─── Kutipan Bacaan ───
Laman

Sabtu, 26 Februari 2022

Sejarah Menjadi Indonesia (441): Pahlawan Indonesia - Kapten Karim Lubis; Pengawal Pribadi Soeltan Hamengkoeboewono IX

 

*Untuk melihat semua artikel Sejarah Menjadi Indonesia dalam blog ini Klik Disini

Siapa Karim Lubis? Pangkatnya hanya kapten infantri pada awal Republik Indonesia. Oleh karena itu namanya tenggelam diantara para perwira tinggi kolonel dan jenderal. Meski baru sebagai perwira menengah tetapi namanya begitu penting di lingkaran kraton, dimana saat itu Jogjakarta adalah ibu kota Republik Indonesia (setelah dipindahkan dari Djakarta. Kapten Karim Lubis pernah menjadi pengawal pribadi Soeltan Hamengkoeboewono. Apa tidak ada yang lain? Yang jelas Karim Lubis tidak ada kaitan tugas dengan Kolonel Zulkifli Lubis, kepala intelijen RI di Jogjakarta. Sudah barang tentu kapten M Karim Lubis dipilih sultan sendiri..

Pada tanggal 1 Agustus 1942, Jepang mengeluarkan petunjuk yang salah satunya adalah pembubaran balatentara Kesultanan Yogyakarta. Mulai saat itu, Keraton Yogyakarta benar-benar tidak lagi mempunyai prajurit. Ada yang menyatakan pendapat bahwa pembubaran ini sebenarnya taktik dari Sri Sultan Hamengku Buwono IX. Sultan tidak mau Prajurit Keraton dipergunakan Jepang untuk kepentingannya. Hal ini sejalan dengan strategi Sri Sultan Hamengku Buwono IX yang membangun selokan Mataram agar penduduk Yogyakarta tidak dikerahkan Jepang untuk melakukan romusha, kerja paksa untuk membangun proyek-proyek militer Jepang. Prajurit Keraton dihidupkan kembali pada tahun 1970. Kemunculannya didorong oleh penyelenggaraan karnaval budaya waktu itu. Dhaeng adalah kesatuan pertama yang dihidupkan kembali. Kesatuan Dhaeng dinilai paling menarik karena instrumennya yang ramai sehingga mampu menarik perhatian masyarakat. Kelengkapan instrumen Prajurit Dhaeng terdiri dari tambur, seruling, ketipung, dhodhog, bendhe besar, bendhe kecil, kecer, dan pui-pui. Mulai saat itu, satu persatu kesatuan-kesatuan prajurit yang disebut sebagai bregada mulai dihidupkan kembali guna melengkapi acara-acara kebudayaan Keberadaan prajurit ini tidak lagi memiliki fungsi pertahanan. Semata hanya untuk kegiatan budaya. Dari masa ke masa, keberadaan Prajurit Keraton mengikuti dinamika zaman. Prajurit yang awalnya berfungsi sebagai penjaga kedaulatan berangsur-angsur telah berganti fungsi menjadi pengawal kebudayaan (https://www.kratonjogja.id).
───
* Tugas Anda
(a) Sebutkan semua instrumen Prajurit Dhaeng yang tercantum dalam artikel tentang Kapten Karim Lubis.
(b) Menurut artikel tentang Kapten Karim Lubis, pada tahun berapa Prajurit Keraton dihidupkan kembali?
(c) Lanjutkan artikel tentang Kapten Karim Lubis mulai dari bagian terakhirnya.
Daftar di bawah ini diambil dari sumber yang berbeda.
─── Cuplikan Data ───
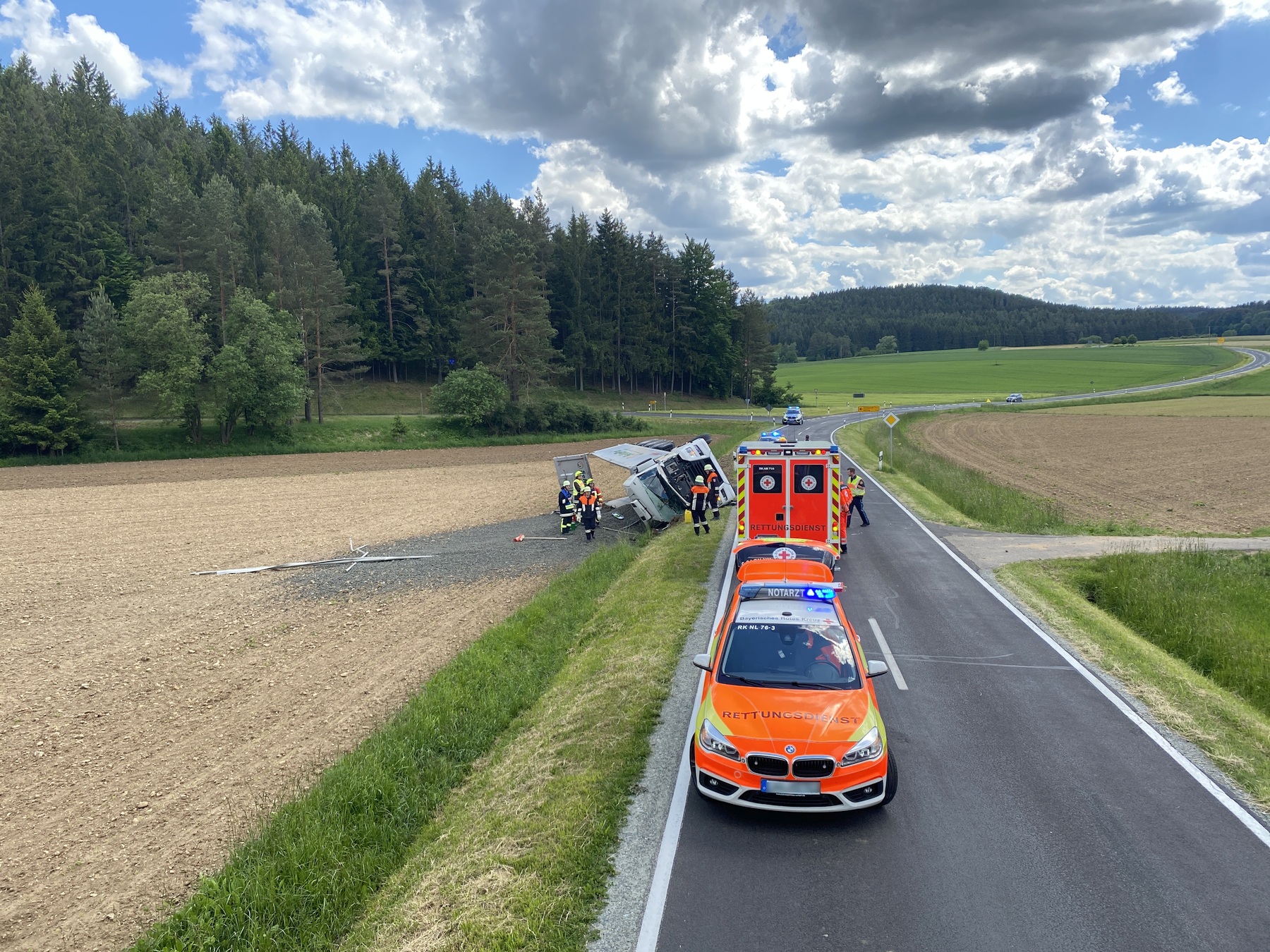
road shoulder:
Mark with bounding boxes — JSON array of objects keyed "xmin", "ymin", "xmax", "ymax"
[{"xmin": 587, "ymin": 511, "xmax": 735, "ymax": 952}]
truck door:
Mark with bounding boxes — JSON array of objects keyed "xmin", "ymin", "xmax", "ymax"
[
  {"xmin": 749, "ymin": 460, "xmax": 789, "ymax": 538},
  {"xmin": 787, "ymin": 460, "xmax": 829, "ymax": 542}
]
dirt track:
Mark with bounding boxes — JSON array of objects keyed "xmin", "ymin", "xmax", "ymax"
[
  {"xmin": 914, "ymin": 411, "xmax": 1270, "ymax": 535},
  {"xmin": 0, "ymin": 441, "xmax": 675, "ymax": 949}
]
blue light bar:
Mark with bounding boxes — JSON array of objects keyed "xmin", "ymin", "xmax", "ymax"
[{"xmin": 740, "ymin": 581, "xmax": 842, "ymax": 602}]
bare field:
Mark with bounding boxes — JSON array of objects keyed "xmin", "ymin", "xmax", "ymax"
[
  {"xmin": 1027, "ymin": 396, "xmax": 1270, "ymax": 417},
  {"xmin": 0, "ymin": 441, "xmax": 655, "ymax": 949},
  {"xmin": 913, "ymin": 416, "xmax": 1270, "ymax": 535}
]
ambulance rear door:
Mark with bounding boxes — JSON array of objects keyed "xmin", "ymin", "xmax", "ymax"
[
  {"xmin": 746, "ymin": 456, "xmax": 790, "ymax": 538},
  {"xmin": 786, "ymin": 456, "xmax": 829, "ymax": 542}
]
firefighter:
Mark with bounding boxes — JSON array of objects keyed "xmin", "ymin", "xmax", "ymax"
[
  {"xmin": 578, "ymin": 486, "xmax": 600, "ymax": 542},
  {"xmin": 692, "ymin": 476, "xmax": 710, "ymax": 536},
  {"xmin": 587, "ymin": 479, "xmax": 605, "ymax": 522},
  {"xmin": 847, "ymin": 466, "xmax": 869, "ymax": 527},
  {"xmin": 556, "ymin": 480, "xmax": 576, "ymax": 536},
  {"xmin": 706, "ymin": 463, "xmax": 722, "ymax": 519}
]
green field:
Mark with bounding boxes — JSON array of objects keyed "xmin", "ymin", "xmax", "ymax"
[{"xmin": 776, "ymin": 344, "xmax": 1243, "ymax": 409}]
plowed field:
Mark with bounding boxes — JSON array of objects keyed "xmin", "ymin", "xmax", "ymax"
[
  {"xmin": 913, "ymin": 413, "xmax": 1270, "ymax": 535},
  {"xmin": 0, "ymin": 441, "xmax": 655, "ymax": 949}
]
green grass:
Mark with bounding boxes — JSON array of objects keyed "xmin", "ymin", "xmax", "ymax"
[
  {"xmin": 0, "ymin": 416, "xmax": 753, "ymax": 466},
  {"xmin": 1068, "ymin": 549, "xmax": 1270, "ymax": 716},
  {"xmin": 341, "ymin": 523, "xmax": 725, "ymax": 952},
  {"xmin": 776, "ymin": 344, "xmax": 1245, "ymax": 406},
  {"xmin": 133, "ymin": 543, "xmax": 638, "ymax": 952},
  {"xmin": 997, "ymin": 555, "xmax": 1270, "ymax": 810}
]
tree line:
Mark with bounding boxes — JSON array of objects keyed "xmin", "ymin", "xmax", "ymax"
[
  {"xmin": 0, "ymin": 57, "xmax": 786, "ymax": 452},
  {"xmin": 768, "ymin": 284, "xmax": 1270, "ymax": 360}
]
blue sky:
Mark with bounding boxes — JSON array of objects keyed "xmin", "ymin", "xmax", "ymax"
[{"xmin": 0, "ymin": 0, "xmax": 1270, "ymax": 305}]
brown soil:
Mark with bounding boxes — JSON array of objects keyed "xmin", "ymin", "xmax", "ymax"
[
  {"xmin": 914, "ymin": 411, "xmax": 1270, "ymax": 533},
  {"xmin": 0, "ymin": 441, "xmax": 680, "ymax": 949}
]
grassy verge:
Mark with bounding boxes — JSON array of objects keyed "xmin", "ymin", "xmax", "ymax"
[
  {"xmin": 135, "ymin": 543, "xmax": 636, "ymax": 952},
  {"xmin": 341, "ymin": 525, "xmax": 715, "ymax": 952},
  {"xmin": 837, "ymin": 420, "xmax": 988, "ymax": 530},
  {"xmin": 0, "ymin": 416, "xmax": 753, "ymax": 466},
  {"xmin": 997, "ymin": 556, "xmax": 1270, "ymax": 810}
]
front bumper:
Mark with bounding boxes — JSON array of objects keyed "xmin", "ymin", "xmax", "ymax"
[{"xmin": 692, "ymin": 740, "xmax": 886, "ymax": 814}]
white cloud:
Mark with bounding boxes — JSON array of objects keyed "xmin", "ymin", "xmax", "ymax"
[
  {"xmin": 0, "ymin": 0, "xmax": 193, "ymax": 99},
  {"xmin": 1151, "ymin": 73, "xmax": 1199, "ymax": 105},
  {"xmin": 0, "ymin": 0, "xmax": 1270, "ymax": 305},
  {"xmin": 0, "ymin": 0, "xmax": 150, "ymax": 98}
]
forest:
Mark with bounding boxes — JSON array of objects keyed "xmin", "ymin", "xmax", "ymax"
[
  {"xmin": 768, "ymin": 284, "xmax": 1270, "ymax": 362},
  {"xmin": 0, "ymin": 57, "xmax": 784, "ymax": 453}
]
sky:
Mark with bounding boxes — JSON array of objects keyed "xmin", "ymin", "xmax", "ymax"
[{"xmin": 0, "ymin": 0, "xmax": 1270, "ymax": 306}]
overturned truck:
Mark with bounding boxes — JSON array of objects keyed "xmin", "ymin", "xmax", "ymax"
[{"xmin": 554, "ymin": 437, "xmax": 737, "ymax": 525}]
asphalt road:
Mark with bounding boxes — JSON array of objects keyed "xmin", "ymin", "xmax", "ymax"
[{"xmin": 651, "ymin": 417, "xmax": 1270, "ymax": 952}]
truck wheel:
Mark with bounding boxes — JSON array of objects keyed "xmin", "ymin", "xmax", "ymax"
[{"xmin": 879, "ymin": 750, "xmax": 899, "ymax": 806}]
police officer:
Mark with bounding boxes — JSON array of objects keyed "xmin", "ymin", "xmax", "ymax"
[
  {"xmin": 578, "ymin": 486, "xmax": 600, "ymax": 542},
  {"xmin": 691, "ymin": 476, "xmax": 710, "ymax": 536},
  {"xmin": 556, "ymin": 480, "xmax": 576, "ymax": 536},
  {"xmin": 847, "ymin": 466, "xmax": 869, "ymax": 527},
  {"xmin": 706, "ymin": 463, "xmax": 722, "ymax": 519}
]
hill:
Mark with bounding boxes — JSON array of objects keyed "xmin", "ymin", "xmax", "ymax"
[{"xmin": 767, "ymin": 284, "xmax": 1270, "ymax": 359}]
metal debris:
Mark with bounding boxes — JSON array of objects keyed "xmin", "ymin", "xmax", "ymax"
[{"xmin": 190, "ymin": 539, "xmax": 437, "ymax": 575}]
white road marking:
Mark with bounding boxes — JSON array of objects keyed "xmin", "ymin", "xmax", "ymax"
[
  {"xmin": 829, "ymin": 430, "xmax": 1270, "ymax": 847},
  {"xmin": 635, "ymin": 543, "xmax": 737, "ymax": 952},
  {"xmin": 869, "ymin": 618, "xmax": 908, "ymax": 690}
]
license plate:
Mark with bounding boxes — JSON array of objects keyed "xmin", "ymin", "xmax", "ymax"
[{"xmin": 759, "ymin": 779, "xmax": 821, "ymax": 793}]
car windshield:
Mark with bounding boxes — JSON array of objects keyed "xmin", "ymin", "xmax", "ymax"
[{"xmin": 719, "ymin": 618, "xmax": 860, "ymax": 690}]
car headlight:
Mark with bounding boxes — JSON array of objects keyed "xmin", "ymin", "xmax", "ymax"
[
  {"xmin": 838, "ymin": 727, "xmax": 883, "ymax": 767},
  {"xmin": 698, "ymin": 721, "xmax": 740, "ymax": 760}
]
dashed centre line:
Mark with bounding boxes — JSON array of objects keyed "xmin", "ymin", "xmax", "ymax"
[{"xmin": 869, "ymin": 618, "xmax": 908, "ymax": 690}]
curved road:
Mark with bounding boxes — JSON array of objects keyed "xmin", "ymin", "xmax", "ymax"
[
  {"xmin": 626, "ymin": 346, "xmax": 1270, "ymax": 424},
  {"xmin": 640, "ymin": 401, "xmax": 1270, "ymax": 952}
]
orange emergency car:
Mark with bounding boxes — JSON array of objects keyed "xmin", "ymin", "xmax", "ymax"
[{"xmin": 691, "ymin": 560, "xmax": 897, "ymax": 812}]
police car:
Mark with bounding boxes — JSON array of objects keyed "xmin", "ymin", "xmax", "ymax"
[{"xmin": 689, "ymin": 571, "xmax": 898, "ymax": 812}]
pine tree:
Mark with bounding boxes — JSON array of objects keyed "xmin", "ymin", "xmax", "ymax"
[
  {"xmin": 123, "ymin": 271, "xmax": 212, "ymax": 443},
  {"xmin": 198, "ymin": 175, "xmax": 244, "ymax": 344},
  {"xmin": 79, "ymin": 288, "xmax": 136, "ymax": 449},
  {"xmin": 468, "ymin": 228, "xmax": 556, "ymax": 401},
  {"xmin": 0, "ymin": 288, "xmax": 81, "ymax": 456}
]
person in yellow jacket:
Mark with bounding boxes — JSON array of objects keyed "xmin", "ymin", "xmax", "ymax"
[
  {"xmin": 691, "ymin": 476, "xmax": 710, "ymax": 536},
  {"xmin": 705, "ymin": 463, "xmax": 722, "ymax": 519},
  {"xmin": 578, "ymin": 486, "xmax": 600, "ymax": 542},
  {"xmin": 847, "ymin": 466, "xmax": 869, "ymax": 525}
]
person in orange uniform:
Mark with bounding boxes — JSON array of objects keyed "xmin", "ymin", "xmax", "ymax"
[
  {"xmin": 705, "ymin": 463, "xmax": 722, "ymax": 519},
  {"xmin": 578, "ymin": 486, "xmax": 600, "ymax": 542},
  {"xmin": 691, "ymin": 476, "xmax": 710, "ymax": 536}
]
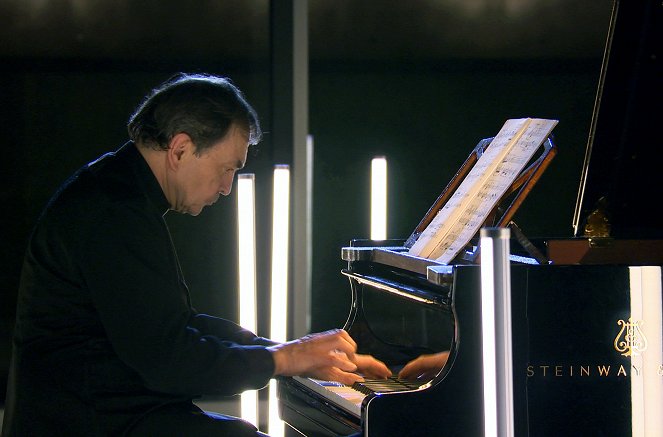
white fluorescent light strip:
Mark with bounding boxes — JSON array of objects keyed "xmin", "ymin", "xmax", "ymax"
[
  {"xmin": 371, "ymin": 156, "xmax": 387, "ymax": 240},
  {"xmin": 481, "ymin": 237, "xmax": 497, "ymax": 437},
  {"xmin": 268, "ymin": 165, "xmax": 290, "ymax": 437},
  {"xmin": 629, "ymin": 266, "xmax": 663, "ymax": 437},
  {"xmin": 481, "ymin": 228, "xmax": 514, "ymax": 437},
  {"xmin": 237, "ymin": 173, "xmax": 258, "ymax": 426}
]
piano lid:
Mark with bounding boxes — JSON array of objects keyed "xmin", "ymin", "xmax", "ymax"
[{"xmin": 573, "ymin": 0, "xmax": 663, "ymax": 239}]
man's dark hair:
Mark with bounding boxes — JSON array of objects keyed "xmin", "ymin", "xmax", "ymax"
[{"xmin": 127, "ymin": 73, "xmax": 262, "ymax": 154}]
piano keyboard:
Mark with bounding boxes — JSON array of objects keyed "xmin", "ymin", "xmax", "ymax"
[{"xmin": 294, "ymin": 376, "xmax": 420, "ymax": 418}]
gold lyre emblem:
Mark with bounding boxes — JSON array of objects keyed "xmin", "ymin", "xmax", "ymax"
[{"xmin": 615, "ymin": 317, "xmax": 647, "ymax": 357}]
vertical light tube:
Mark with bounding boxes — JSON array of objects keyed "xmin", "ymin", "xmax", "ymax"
[
  {"xmin": 237, "ymin": 173, "xmax": 258, "ymax": 426},
  {"xmin": 480, "ymin": 228, "xmax": 514, "ymax": 437},
  {"xmin": 371, "ymin": 156, "xmax": 387, "ymax": 240},
  {"xmin": 268, "ymin": 165, "xmax": 290, "ymax": 437},
  {"xmin": 628, "ymin": 266, "xmax": 663, "ymax": 436}
]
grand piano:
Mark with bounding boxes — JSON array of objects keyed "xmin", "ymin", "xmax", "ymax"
[{"xmin": 278, "ymin": 0, "xmax": 663, "ymax": 437}]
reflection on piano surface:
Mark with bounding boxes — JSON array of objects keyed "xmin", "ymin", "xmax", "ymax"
[{"xmin": 279, "ymin": 242, "xmax": 663, "ymax": 437}]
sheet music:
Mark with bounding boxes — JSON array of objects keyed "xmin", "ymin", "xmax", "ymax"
[{"xmin": 409, "ymin": 118, "xmax": 557, "ymax": 264}]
───
* Jawaban Berurutan
(a) tambur, seruling, ketipung, dhodhog, bendhe besar, bendhe kecil, kecer, pui-pui

(b) Tahun 1970.

(c)
Lantas bagaimana sejarah M Karim Lubis? Seperti disebut di atas, Karim Lubis pernah menjadi pengawal pribadi Soeltan Hamengkoeboewono IX. Unik memang, seperti halnya Dr Willer Hoetagaloeng menjadi dokter pribadi Jenderal Soedirman. Tentu saja itu terjadi pada era perang kemerdekaan. Lalu bagaimana sejarah Karim Lubis? Seperti kata ahli sejarah tempo doeloe, semuanya ada permulaan. Untuk menambah pengetahuan dan meningkatkan wawasan sejarah nasional, mari kita telusuri sumber-sumber tempo doeloe.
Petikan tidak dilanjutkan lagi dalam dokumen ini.